Could you return every line of the material below word for word, leaving out the pictures?

------------------------------

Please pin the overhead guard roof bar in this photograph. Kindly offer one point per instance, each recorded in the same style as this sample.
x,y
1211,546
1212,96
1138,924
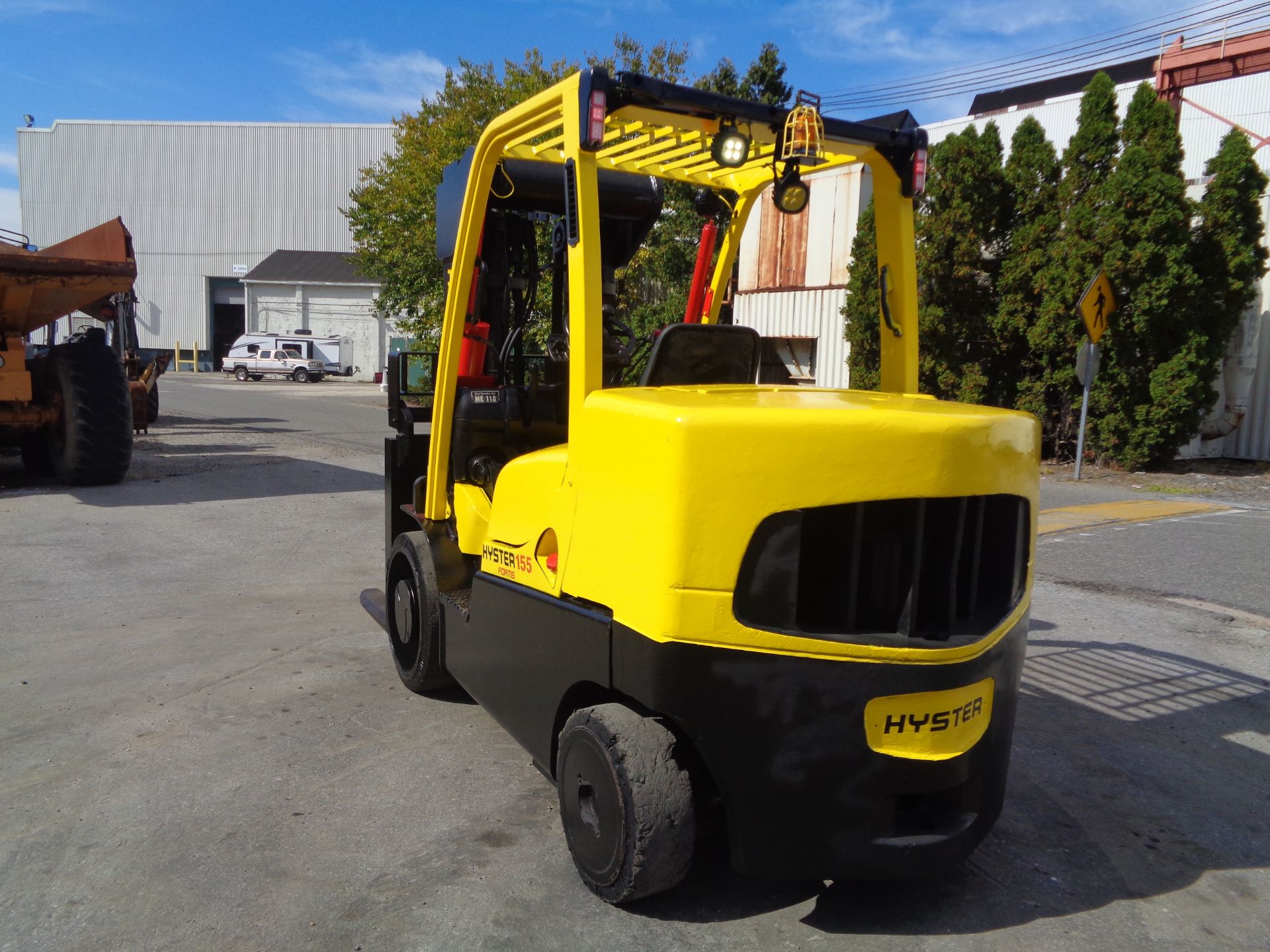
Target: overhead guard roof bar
x,y
665,130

------------------------------

__Written answer__.
Please pin the overhead guard roof bar in this photograph. Kindly offer one point per instance, each recorded in the same style as this sample.
x,y
1211,546
1212,96
1138,924
Target: overhead guard roof bar
x,y
665,130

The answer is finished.